_What the task asks_
Copy the entries below word for word, keeping every line in its original order.

Pointing dataset entries
************
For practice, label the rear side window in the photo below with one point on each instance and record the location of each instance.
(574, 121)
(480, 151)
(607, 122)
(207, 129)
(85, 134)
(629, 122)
************
_Exercise response_
For practice, label the rear side window in the photo below with one point on each instance and record the location of each instance.
(574, 121)
(480, 151)
(607, 122)
(207, 129)
(85, 134)
(629, 122)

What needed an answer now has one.